» Directive:
Write the rows starting at the line containing "Each instance of the square" and ending at the line containing "x=615 y=348" as a two-column CSV with the header instruction,points. Give one CSV line per row, with its text under instruction and its answer under points, each field quoted and any line breaks replaced by spaces.
— BEGIN Recorded information —
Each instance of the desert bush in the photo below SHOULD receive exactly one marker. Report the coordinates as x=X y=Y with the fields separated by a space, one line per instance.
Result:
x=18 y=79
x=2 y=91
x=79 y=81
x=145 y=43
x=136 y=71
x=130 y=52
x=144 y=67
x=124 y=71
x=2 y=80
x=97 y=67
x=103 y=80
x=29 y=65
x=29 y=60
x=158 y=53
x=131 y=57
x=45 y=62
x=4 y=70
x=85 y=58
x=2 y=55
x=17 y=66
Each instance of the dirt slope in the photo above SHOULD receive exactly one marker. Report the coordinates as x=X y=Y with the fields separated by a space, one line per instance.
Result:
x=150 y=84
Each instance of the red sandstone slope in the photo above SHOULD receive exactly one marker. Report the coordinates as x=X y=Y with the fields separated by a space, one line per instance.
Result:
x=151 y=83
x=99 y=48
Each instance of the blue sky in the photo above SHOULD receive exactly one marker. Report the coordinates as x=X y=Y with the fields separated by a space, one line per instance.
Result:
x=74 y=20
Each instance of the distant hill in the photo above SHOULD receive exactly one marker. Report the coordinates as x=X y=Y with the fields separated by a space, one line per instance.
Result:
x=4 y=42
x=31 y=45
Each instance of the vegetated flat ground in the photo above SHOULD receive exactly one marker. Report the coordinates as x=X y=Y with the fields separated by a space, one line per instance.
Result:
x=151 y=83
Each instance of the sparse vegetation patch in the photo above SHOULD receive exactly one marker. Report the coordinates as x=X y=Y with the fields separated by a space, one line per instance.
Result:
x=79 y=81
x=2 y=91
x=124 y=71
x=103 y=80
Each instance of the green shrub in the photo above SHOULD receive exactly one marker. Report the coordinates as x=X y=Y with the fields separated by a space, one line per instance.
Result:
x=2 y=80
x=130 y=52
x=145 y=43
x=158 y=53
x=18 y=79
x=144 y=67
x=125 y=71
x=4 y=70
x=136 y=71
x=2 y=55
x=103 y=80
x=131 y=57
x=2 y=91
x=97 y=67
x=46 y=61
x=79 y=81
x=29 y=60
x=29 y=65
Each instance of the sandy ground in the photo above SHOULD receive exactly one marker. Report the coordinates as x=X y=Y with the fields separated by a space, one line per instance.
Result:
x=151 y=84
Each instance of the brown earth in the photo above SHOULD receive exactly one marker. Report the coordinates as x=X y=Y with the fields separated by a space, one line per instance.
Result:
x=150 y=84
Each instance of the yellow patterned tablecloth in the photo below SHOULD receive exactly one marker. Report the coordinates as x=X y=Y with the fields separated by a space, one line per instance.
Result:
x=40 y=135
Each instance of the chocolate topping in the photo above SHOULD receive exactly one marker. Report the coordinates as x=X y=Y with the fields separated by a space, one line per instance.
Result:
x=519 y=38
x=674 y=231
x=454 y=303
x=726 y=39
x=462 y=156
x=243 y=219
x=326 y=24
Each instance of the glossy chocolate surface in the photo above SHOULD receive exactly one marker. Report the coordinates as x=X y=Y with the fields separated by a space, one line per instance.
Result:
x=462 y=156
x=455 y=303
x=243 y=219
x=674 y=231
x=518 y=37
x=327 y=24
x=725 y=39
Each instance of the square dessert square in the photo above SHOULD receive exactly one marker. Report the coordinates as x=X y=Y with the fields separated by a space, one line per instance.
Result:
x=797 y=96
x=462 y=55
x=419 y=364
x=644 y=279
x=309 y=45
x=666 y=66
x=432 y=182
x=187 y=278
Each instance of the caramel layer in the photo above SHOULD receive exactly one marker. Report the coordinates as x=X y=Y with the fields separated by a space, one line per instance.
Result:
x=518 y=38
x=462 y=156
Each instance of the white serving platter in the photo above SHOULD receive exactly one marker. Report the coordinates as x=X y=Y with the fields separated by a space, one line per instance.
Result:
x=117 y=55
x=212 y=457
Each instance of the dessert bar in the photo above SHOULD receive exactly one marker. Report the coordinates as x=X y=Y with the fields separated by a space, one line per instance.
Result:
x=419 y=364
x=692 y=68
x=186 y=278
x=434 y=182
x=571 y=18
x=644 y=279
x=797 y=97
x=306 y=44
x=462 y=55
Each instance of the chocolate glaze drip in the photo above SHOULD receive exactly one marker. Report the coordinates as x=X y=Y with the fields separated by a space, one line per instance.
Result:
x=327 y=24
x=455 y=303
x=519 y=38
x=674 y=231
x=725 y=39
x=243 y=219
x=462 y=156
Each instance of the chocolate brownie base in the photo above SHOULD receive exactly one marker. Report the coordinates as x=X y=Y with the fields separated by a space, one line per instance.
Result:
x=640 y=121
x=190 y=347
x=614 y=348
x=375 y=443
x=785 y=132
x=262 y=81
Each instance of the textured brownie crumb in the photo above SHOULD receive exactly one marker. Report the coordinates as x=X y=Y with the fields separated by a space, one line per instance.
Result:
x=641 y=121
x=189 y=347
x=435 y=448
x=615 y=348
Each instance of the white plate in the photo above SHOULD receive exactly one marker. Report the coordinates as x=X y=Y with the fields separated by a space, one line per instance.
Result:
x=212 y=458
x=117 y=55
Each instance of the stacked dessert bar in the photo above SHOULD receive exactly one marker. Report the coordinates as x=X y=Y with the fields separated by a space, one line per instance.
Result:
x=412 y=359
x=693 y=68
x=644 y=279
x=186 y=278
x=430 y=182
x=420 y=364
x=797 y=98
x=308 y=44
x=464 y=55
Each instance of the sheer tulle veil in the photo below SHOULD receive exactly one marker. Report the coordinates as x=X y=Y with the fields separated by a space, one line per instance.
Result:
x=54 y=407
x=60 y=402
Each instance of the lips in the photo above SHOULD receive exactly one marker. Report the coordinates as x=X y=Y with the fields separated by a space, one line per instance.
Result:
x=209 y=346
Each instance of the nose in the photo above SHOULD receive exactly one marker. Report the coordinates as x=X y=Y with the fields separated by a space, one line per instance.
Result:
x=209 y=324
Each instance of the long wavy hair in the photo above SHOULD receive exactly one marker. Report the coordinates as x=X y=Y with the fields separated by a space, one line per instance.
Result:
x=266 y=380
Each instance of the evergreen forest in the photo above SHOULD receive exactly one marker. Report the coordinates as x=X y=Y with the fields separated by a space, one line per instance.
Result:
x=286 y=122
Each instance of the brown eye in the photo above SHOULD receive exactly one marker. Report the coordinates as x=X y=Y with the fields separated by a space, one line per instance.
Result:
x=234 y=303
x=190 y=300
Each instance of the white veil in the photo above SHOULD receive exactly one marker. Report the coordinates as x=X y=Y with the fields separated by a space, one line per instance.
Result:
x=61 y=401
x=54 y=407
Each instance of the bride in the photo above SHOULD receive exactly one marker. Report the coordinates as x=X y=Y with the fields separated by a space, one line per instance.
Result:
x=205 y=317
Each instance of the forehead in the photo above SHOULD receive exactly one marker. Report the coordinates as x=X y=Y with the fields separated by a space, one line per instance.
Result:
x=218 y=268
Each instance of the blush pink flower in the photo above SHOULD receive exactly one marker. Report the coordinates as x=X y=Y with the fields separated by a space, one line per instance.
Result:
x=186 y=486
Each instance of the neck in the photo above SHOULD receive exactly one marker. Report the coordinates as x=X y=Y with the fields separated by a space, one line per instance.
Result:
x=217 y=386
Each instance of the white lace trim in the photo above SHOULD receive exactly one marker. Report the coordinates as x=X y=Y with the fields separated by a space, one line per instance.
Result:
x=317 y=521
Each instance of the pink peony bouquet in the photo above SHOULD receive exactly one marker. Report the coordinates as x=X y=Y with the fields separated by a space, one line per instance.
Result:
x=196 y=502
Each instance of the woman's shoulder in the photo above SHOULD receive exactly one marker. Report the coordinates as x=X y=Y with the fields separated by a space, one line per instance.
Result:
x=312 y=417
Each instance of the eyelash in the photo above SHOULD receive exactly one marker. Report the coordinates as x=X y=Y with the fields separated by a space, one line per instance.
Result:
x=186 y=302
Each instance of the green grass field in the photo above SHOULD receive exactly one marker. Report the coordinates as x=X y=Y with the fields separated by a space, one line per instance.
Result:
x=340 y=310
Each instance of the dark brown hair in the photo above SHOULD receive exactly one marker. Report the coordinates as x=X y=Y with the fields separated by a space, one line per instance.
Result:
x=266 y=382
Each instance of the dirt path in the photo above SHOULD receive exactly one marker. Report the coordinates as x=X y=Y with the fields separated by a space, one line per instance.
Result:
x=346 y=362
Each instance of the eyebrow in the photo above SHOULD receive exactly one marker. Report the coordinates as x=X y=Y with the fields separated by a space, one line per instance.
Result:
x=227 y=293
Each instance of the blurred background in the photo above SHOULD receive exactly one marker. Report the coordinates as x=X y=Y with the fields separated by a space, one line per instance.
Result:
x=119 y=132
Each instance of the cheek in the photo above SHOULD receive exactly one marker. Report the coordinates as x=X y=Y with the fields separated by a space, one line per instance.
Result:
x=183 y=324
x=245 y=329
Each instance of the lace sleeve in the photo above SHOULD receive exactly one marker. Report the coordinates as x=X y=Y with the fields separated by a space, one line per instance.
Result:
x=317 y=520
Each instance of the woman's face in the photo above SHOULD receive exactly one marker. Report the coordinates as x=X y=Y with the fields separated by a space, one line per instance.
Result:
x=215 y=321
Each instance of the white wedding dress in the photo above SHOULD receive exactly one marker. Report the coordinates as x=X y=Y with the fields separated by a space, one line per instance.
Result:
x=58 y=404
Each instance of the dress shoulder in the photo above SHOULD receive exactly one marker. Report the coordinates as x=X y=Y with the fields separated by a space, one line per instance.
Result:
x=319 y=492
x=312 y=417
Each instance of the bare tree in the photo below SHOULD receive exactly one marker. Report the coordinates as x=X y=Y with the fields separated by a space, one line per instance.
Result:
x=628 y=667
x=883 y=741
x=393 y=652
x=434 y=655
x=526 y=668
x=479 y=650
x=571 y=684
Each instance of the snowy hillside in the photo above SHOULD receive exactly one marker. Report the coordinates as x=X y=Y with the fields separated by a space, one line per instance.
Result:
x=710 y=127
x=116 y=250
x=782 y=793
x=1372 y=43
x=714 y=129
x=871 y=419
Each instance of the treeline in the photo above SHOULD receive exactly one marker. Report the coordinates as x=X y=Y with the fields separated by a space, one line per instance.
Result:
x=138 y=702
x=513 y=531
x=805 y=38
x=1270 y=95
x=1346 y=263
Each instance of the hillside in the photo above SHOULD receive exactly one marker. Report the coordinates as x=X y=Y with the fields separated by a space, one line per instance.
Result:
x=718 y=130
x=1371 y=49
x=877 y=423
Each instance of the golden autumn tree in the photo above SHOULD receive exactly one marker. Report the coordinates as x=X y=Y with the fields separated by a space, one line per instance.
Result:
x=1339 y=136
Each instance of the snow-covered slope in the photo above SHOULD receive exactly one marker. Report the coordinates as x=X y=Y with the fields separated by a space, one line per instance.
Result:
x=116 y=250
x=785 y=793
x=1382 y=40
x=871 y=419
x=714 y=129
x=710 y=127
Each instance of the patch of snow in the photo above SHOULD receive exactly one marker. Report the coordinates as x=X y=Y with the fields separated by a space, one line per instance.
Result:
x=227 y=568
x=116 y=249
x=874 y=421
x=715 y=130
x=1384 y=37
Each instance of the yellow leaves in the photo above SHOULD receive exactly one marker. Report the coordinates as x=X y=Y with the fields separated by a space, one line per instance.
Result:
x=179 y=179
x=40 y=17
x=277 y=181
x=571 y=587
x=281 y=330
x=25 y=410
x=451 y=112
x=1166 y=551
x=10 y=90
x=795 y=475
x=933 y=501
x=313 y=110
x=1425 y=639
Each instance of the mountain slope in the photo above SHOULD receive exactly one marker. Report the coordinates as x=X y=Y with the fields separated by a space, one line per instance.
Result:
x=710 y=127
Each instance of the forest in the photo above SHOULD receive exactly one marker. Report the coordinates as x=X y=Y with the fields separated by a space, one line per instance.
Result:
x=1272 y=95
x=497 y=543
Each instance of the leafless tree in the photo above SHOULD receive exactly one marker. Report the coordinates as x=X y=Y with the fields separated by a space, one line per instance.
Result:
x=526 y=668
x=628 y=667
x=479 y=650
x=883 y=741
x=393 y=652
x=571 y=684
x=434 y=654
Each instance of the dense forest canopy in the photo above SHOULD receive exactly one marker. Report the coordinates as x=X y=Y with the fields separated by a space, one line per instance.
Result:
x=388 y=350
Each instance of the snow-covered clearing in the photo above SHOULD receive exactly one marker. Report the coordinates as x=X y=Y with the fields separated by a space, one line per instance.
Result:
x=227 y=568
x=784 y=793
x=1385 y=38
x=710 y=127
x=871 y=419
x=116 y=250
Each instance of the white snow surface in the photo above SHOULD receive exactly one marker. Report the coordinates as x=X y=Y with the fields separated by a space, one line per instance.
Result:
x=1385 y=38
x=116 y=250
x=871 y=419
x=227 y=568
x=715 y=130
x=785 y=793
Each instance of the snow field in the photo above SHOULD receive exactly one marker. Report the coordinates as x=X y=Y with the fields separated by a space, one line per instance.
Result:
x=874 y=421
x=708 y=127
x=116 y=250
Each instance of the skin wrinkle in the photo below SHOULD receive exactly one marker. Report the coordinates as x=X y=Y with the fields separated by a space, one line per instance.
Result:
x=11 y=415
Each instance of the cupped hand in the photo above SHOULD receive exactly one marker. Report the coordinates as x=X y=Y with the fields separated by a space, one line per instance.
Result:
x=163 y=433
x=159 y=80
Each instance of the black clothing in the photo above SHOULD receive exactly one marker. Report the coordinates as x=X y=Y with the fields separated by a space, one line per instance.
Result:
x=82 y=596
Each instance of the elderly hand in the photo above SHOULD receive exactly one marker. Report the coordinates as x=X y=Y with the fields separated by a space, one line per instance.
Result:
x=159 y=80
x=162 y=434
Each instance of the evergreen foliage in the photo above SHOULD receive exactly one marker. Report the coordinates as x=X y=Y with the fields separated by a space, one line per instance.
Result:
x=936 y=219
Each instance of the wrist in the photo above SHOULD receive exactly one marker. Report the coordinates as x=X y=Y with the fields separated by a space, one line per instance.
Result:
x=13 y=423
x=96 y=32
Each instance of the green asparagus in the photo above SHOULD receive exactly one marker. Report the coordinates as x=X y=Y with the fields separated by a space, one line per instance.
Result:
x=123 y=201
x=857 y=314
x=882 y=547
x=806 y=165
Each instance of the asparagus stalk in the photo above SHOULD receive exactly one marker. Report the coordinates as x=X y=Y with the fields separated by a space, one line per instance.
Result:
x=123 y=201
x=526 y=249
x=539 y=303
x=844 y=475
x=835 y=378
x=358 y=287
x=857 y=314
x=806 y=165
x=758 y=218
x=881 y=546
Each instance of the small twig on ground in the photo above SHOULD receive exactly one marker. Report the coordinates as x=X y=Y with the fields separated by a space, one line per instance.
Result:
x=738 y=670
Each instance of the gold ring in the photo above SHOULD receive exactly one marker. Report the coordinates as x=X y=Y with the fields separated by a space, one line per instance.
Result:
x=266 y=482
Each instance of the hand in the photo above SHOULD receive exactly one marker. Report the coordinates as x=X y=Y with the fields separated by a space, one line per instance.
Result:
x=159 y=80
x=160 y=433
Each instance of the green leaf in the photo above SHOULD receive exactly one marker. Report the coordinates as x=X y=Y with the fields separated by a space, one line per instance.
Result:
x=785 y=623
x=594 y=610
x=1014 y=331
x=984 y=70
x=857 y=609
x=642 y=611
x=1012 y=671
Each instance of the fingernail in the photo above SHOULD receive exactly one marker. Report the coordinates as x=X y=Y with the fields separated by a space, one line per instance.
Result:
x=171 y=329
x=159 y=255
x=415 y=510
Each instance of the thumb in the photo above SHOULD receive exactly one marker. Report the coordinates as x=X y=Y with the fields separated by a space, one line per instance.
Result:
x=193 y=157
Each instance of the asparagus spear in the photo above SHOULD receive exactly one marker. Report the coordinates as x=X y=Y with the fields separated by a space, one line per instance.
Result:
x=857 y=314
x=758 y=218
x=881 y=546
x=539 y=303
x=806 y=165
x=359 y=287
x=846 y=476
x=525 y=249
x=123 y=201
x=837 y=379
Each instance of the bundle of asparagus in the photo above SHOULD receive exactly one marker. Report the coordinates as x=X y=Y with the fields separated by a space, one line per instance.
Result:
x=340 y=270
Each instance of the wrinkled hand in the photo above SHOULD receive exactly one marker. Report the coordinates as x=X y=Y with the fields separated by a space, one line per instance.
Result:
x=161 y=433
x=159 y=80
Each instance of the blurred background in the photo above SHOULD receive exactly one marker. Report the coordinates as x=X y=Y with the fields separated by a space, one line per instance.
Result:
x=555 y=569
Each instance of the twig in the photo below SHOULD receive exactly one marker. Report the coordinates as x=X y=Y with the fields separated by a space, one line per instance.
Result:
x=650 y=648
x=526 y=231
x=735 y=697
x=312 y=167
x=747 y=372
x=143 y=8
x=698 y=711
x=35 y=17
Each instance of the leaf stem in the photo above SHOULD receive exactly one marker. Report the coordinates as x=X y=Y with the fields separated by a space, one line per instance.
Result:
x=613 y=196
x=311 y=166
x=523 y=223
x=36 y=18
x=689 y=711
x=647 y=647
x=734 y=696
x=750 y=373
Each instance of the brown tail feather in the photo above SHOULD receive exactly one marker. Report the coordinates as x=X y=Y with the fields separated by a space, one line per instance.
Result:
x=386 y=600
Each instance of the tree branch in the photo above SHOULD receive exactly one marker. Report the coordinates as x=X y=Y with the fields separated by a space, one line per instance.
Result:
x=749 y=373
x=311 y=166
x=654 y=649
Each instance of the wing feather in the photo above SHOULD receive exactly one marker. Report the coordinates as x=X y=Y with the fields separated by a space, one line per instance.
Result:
— END Recorded information —
» Exercise output:
instruction,points
"Each instance of the square dessert square in the photo above SHOULD receive exactly one marker. Report the coordinates as x=X y=Y with the fields separated by a space, one line per instance. Result:","x=797 y=96 x=462 y=55 x=419 y=364 x=644 y=279 x=309 y=45 x=666 y=66 x=432 y=182 x=187 y=278"
"Each instance of the caramel layer in the photo above SHOULD receive exactly one marker. Report the coordinates as x=X y=Y with the fields separated by a space, one line per instance. Result:","x=518 y=38 x=462 y=156"
"Each instance of the white serving platter in the photo above SHOULD receive exactly one marker. Report the coordinates as x=X y=Y with the fields separated by a space, one line per instance. Result:","x=117 y=55 x=212 y=457"
"Each instance of the dessert bar in the photo above SHOULD receive exactly one marker. Report the coordinates as x=X y=Y with the fields separated by a space, one line per instance. Result:","x=419 y=364 x=692 y=68 x=186 y=278 x=434 y=182 x=571 y=18 x=644 y=279 x=797 y=97 x=306 y=44 x=462 y=55"
"Each instance of the chocolate glaze drip in the photo above SHOULD receive exactly one marker. Report the coordinates as x=X y=Y with the fields separated by a space, one line per instance. Result:","x=327 y=24 x=455 y=303 x=519 y=38 x=674 y=231 x=725 y=39 x=243 y=219 x=462 y=156"
"Each instance of the chocolate brownie base in the photo above SHOULD receive exactly one marker. Report the coordinates as x=X y=Y with the fields separated by a space, one line per instance. Result:","x=640 y=121 x=190 y=347 x=614 y=348 x=375 y=443 x=785 y=132 x=262 y=81"
"Each instance of the textured brownie crumb in the photo above SHOULD receive exactly one marker. Report the coordinates as x=X y=Y with the fields separated by a space, one line per instance. Result:","x=641 y=121 x=189 y=347 x=435 y=448 x=615 y=348"